GOAL 1:
According to the text on DTIC grants, by roughly how much was the Grants and Incentives budget cut, and to what amount?
GOAL 2:
Reproduce the passage of the DTIC grants text starting with "As an organization" and going on through "for your project.".

EXTRACTED TEXT:
If you are considering accessing development and funding grants or incentives out of the Department of Trade, Industry and Competition (DTIC) to fund your industrial expansion, you are going to have to have to put a lot of effort into your application.
The DTIC budget for Grants and Incentives has been cut by roughly 20% to R4.8bn and this means that entrepreneurs looking to fund industrial projects are going to have to tick a number of boxes to ensure their applications are successful.
As an organization that is assisting a number of industrial and manufacturing businesses to access these incentives, these are a couple of areas we believe entrepreneurs should be focusing on:
Timing is everything:
Do not start investing or committing funds until the submission and approval for the project has been received. While we all want to break ground on our projects, jumping the gun might end up prejudicing your ability to access the grant funding.
Focus on localisation:
A key learning from 2020 was that the South African economy had failed to develop local capacity and was vulnerable to interruptions in global supply chains. The DTIC is looking to see a development in local capacity and suppliers and this will be a key consideration in getting approval for your project.

Dataset records on where objects are located:
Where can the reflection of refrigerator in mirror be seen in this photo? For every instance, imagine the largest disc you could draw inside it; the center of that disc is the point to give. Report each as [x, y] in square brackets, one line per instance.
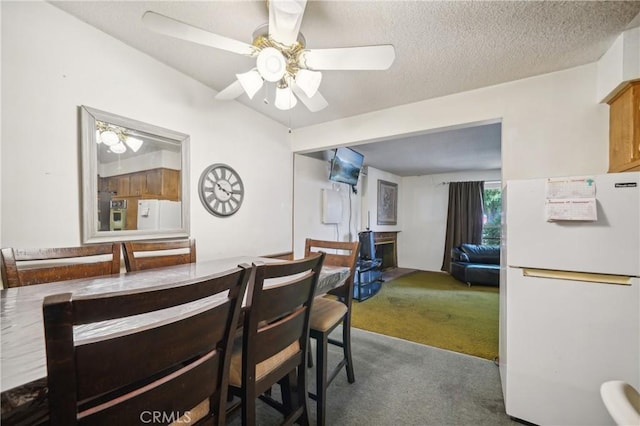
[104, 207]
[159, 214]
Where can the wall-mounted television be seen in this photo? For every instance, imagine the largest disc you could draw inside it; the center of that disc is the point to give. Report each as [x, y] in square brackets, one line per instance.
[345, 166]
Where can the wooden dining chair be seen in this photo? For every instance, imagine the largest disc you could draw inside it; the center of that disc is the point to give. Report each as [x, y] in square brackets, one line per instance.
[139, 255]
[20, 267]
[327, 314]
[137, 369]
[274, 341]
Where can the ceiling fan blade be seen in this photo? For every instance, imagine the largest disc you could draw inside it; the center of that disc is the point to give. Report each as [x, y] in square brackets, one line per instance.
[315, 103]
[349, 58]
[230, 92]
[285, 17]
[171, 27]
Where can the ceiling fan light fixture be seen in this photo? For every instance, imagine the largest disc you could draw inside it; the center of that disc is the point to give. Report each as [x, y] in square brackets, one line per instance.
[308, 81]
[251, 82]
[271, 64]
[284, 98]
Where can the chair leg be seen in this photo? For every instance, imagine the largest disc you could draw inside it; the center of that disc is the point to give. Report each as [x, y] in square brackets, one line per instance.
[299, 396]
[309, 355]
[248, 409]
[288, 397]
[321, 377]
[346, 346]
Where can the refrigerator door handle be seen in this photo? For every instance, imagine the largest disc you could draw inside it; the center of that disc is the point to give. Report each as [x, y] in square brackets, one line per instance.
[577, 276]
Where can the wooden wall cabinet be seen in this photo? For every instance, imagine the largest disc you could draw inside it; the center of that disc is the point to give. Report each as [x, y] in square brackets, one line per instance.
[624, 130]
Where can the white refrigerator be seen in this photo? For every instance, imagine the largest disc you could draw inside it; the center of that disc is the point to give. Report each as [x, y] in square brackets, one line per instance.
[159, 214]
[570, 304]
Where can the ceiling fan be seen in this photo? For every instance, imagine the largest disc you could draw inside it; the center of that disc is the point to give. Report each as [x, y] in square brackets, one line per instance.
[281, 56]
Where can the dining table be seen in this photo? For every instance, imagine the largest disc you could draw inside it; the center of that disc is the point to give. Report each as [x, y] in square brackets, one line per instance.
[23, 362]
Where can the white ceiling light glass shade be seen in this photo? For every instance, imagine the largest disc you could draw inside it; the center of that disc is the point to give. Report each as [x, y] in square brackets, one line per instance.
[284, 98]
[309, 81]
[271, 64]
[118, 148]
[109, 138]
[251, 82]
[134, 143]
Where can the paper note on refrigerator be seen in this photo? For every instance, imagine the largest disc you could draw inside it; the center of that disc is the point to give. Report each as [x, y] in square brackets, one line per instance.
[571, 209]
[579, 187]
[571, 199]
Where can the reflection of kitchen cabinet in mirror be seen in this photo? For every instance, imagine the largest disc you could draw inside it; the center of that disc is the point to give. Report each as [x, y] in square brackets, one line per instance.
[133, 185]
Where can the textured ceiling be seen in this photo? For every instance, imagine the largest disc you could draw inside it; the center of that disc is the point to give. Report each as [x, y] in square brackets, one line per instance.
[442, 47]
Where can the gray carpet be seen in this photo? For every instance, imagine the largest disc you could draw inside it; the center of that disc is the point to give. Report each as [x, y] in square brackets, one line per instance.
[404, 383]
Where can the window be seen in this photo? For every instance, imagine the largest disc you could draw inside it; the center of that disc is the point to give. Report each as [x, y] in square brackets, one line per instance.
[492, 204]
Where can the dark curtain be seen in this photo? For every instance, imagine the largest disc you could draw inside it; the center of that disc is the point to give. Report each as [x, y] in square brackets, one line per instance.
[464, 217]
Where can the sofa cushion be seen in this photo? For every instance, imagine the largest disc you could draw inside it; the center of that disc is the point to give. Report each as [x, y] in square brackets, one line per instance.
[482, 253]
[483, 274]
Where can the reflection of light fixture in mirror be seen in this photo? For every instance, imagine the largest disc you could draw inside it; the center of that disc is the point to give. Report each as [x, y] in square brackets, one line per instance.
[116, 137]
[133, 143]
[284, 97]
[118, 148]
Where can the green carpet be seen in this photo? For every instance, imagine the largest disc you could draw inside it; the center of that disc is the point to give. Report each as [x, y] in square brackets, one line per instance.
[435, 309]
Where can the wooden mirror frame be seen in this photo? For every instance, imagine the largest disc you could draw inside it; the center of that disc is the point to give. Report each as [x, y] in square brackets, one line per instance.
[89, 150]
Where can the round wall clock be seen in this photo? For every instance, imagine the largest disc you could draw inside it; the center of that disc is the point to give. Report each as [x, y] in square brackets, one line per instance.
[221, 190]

COMPLETE ANSWER 1:
It was cut by roughly 20%, to R4.8bn.

COMPLETE ANSWER 2:
As an organization that is assisting a number of industrial and manufacturing businesses to access these incentives, these are a couple of areas we believe entrepreneurs should be focusing on:
Timing is everything:
Do not start investing or committing funds until the submission and approval for the project has been received. While we all want to break ground on our projects, jumping the gun might end up prejudicing your ability to access the grant funding.
Focus on localisation:
A key learning from 2020 was that the South African economy had failed to develop local capacity and was vulnerable to interruptions in global supply chains. The DTIC is looking to see a development in local capacity and suppliers and this will be a key consideration in getting approval for your project.